[begin Extracted text]

A reality check on the cost of nuclear power for Australia

These are Plant Vogtle in the US (US$27.5bn, 2.2GW), Framanville France (€12.4bn+, 1.6 GW), Olkiluoto in Finland (around €10 bn+, 1.6 GW) and Hinckley Point in the UK (₤22 bn+, 3.2 GW).

There are two further plants whose power costs have been published, Akkuyu in Turkey US$127/MWh and Barakah in the Emirates US$110/MWh.

It should be emphasised that none of these costs are the full cost recovery. For example in the British case it is estimated that some $10 bn has been spent by others on upgrading the grid and backup power supplies. In Turkey the cost of the plant is just that, and doesn’t include civil works, grid connections, cooling water supply.

In the US plant Vogtle has benefited from some US$8bn of federal government loan guarantees and an unusual form of financing where customers have paid about 8% premium on their bills for 10-12 years before the plant is to be commissioned.

All of the plants get catastrophe insurance and some security from their government and most have inadequate bond structures for long term waste storage. They also rarely pay for cooling water. Many have preferential supply agreements which will require other cheaper sources of power to turn off to allow the nuclear plants to keep running.

However, even on the published information, nuclear power plants in democracies are running at about A$13m/MW.

In our case we do not have an experienced nuclear workforce, Australian construction costs are higher by 20-30% for large projects –  and there are 5,000 tradesmen on site at Plant Vogtle out of a workforce of 9,000 as nuclear power plants are very large projects.

[end Extracted text]
[begin Records shown]

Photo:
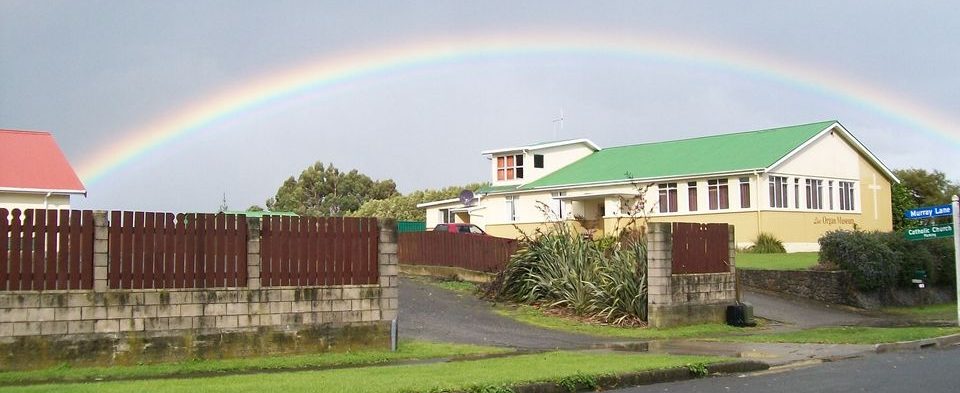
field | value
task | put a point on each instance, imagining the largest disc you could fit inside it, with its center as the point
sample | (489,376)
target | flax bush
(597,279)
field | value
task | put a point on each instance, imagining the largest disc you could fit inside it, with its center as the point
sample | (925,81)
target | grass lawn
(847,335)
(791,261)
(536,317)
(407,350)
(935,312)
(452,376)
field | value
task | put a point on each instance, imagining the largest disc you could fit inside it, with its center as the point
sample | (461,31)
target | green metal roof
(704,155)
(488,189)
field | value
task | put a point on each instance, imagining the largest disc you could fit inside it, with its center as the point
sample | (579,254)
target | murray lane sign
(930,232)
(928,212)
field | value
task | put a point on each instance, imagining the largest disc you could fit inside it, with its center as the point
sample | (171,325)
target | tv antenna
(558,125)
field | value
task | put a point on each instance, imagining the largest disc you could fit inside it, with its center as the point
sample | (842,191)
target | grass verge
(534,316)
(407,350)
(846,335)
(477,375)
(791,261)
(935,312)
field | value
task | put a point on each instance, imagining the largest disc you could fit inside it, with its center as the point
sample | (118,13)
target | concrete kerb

[end Records shown]

Task requirements>
a – In the article on nuclear power costs for Australia, rewrite everything from "It should be" down to "cooling water supply.", swapping "Turkey" for "Türkiye".
b – Put this sentence from the article on nuclear power costs for Australia into Spanish: "They also rarely pay for cooling water."
c – Keep writing the article on nuclear power costs for Australia from the point where it ends.
The lines above have nothing to do with the article on nuclear power costs for Australia.

Responses in order>
a –
It should be emphasised that none of these costs are the full cost recovery. For example in the British case it is estimated that some $10 bn has been spent by others on upgrading the grid and backup power supplies. In Türkiye the cost of the plant is just that, and doesn’t include civil works, grid connections, cooling water supply.

b – Además, rara vez pagan el agua de refrigeración.

c –
We do not have the heavy fabrication facilities required, and these cost hundreds of millions to build  For example the Osborne Naval Shipyard design for 1/10th of the throughput of a nuclear fab shop cost $380m.  Even the inspectors would have to be imported.

So it is reasonable to suggest that new nuclear in Australia would cost at least A$16m per MW including subsidised construction finance, resulting in a first day of operation cost of a 2.2 GW plant of A$41 bn. Amortised over 50 years station life at a very low weighted average cost of capital at 5.5% – lower than plant Vogtle – that still works out at about $2.4 bn/yr.

Due to the variability of demand in Australia the plants would be unlikely to be able to achieve a capacity factor above about 80% – halfway between the US and France and higher than Korea.  So over a typical year a two unit 2.2 GW plant would be expected to generate about 15,500,000 MWh meaning the fixed costs per MWh would be $2.4bn/15.5m or $156/MWh.

The daily running costs of US nuclear plants average out at US$40/MWh.  This is lower than France and almost certainly lower than any new nuclear plant in Australia could achieve due to the much larger American skill base, higher utilisation and lower operating temperatures.  The best case for Australia would be A$60+ for maintenace and operation. Thus an Australian nuclear power station could be expected to deliver power at a cost of A$216/MWh.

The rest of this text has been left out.